Paradigma kolektif yang menganggap PRT bukan pekerjaan penting
tidak hanya berdampak pada PRT di Indonesia. Nisaa mengatakan hal itu
juga berdampak pada pekerja migran yang bekerja di luar negeri sebagai
PRT.
"Karena masih ada paradigma kolektif itu, diplomasi Indonesia juga
belum memprioritaskan kasus-kasus yang membelit PRT migran di luar
negeri," tuturnya.
Karena itu, selain mendesak DPR untuk mengesahkan Rancangan
Undang-Undang Perlindungan PRT (RUU PPRT), Solidaritas Perempuan juga
mendesak pemerintah untuk meratifikasi Konvensi Organisasi Buruh
Internasional (ILO) Nomor 189 tentang PRT.
"Presiden Indonesia termasuk yang mendukung Konvensi ini, tetapi
Indonesia malah belum meratifikasi menjadi undang-undang, " ujarnya.

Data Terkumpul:
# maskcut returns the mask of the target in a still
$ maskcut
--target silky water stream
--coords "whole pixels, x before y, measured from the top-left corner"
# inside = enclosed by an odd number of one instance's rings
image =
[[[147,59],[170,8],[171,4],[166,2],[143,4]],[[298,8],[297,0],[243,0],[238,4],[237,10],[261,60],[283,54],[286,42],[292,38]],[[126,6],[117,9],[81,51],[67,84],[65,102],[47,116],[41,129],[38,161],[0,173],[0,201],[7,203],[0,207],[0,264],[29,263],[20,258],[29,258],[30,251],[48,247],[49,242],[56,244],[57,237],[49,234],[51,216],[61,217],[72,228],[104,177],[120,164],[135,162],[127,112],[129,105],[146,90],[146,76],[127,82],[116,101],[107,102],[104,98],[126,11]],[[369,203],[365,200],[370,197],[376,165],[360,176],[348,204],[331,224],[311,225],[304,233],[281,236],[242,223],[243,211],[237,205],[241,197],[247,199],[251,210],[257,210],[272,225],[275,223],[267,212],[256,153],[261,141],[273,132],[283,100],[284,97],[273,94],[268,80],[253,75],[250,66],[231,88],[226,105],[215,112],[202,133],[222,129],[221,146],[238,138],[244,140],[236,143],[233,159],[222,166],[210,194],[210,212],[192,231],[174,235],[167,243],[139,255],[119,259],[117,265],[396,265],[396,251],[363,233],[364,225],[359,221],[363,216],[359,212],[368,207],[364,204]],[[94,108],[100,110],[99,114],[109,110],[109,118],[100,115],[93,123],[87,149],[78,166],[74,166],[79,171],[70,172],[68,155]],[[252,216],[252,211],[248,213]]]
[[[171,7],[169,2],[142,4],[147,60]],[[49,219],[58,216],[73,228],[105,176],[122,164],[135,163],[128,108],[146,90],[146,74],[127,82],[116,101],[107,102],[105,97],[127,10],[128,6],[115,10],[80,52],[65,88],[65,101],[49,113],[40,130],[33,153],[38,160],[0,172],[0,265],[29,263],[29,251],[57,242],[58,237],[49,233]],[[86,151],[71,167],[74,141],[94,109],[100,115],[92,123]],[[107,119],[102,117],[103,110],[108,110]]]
==
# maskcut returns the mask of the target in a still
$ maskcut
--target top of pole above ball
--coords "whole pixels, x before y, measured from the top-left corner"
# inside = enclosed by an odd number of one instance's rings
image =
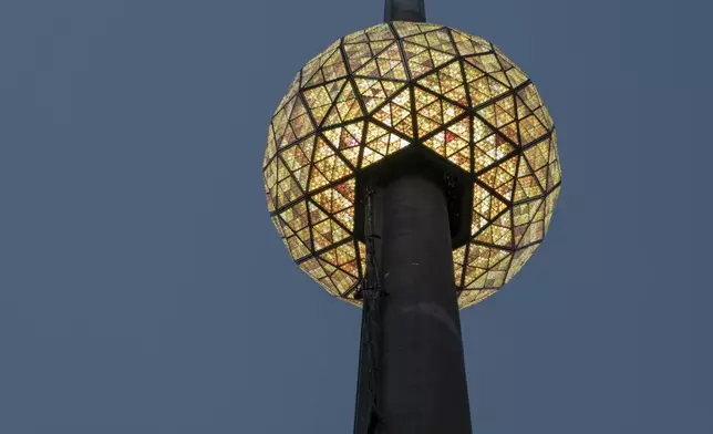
...
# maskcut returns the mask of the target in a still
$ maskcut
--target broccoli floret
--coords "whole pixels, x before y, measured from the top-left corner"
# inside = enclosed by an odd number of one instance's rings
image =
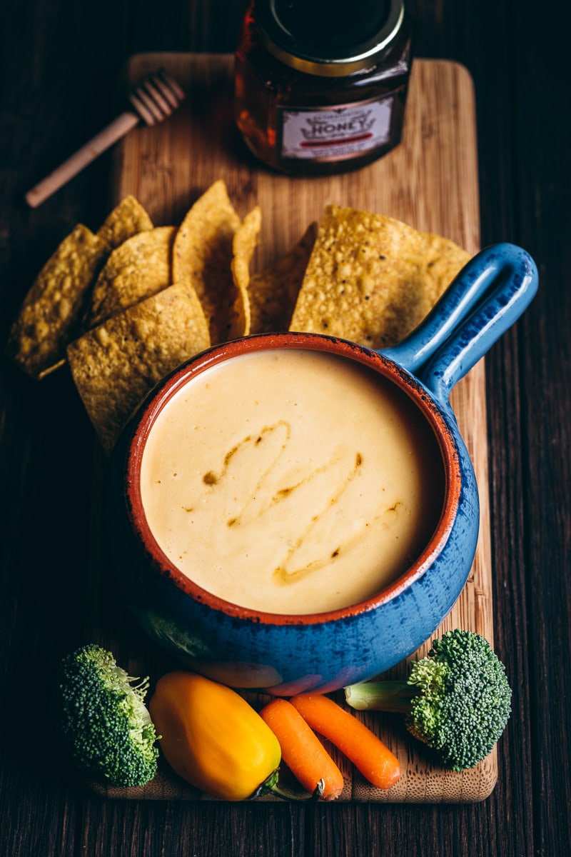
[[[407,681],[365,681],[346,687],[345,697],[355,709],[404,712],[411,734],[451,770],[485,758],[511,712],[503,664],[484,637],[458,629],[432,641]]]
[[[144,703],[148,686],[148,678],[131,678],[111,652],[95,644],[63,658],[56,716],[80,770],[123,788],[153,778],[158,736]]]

## DAFTAR TUGAS
(1) Menurut teks tentang PRT, konvensi apa yang didesak agar diratifikasi oleh pemerintah?
(2) Tolong teruskan teks tentang PRT, dimulai setelah kalimat terakhirnya.
Data di atas diambil dari sumber yang berbeda.

## JAWABAN TIAP TUGAS
(1) Konvensi Organisasi Buruh Internasional (ILO) Nomor 189 tentang PRT.

(2)
Dibahas Januari
Sementara itu, anggota Komisi IX dan Badan Legislasi DPR Rieke Diah
Pitaloka mengatakan akan mengupayakan RUU PPRT masuk ke dalam Prolegnas
dalam persidangan DPR pada Januari 2015.
"Sikap PDI Perjuangan tidak berubah. Dalam rapat kerja nasional,
RUU PPRT tetap menjadi prioritas di parlemen," kata Rieke Diah Pitaloka.
Politisi PDI Perjuangan itu mengatakan RUU tersebut sudah ada dalam
agenda DPR periode sebelumnya, tetapi saat itu dukungan anggota
parlemen lainnya kurang kuat.
Karena itu, Rieke mengatakan dalam upaya mendapat dukungan lebih
besar untuk mengesahkan RUU PPRT, dia akan melakukan koordinasi baik di
Baleg maupun Komisi IX.
"Karena tidak bisa bila yang berjuang hanya satu atau dua orang
saja. Pengesahan RUU ini perlu dukungan yang kuat dari anggota parlemen
lainnya," tuturnya.
Menurut Rieke, pengesahan RUU tersebut sangat mendesak karena
hubungan antara majikan dengan PRT saat ini masih sangat mengedepankan
kultur feodalisme.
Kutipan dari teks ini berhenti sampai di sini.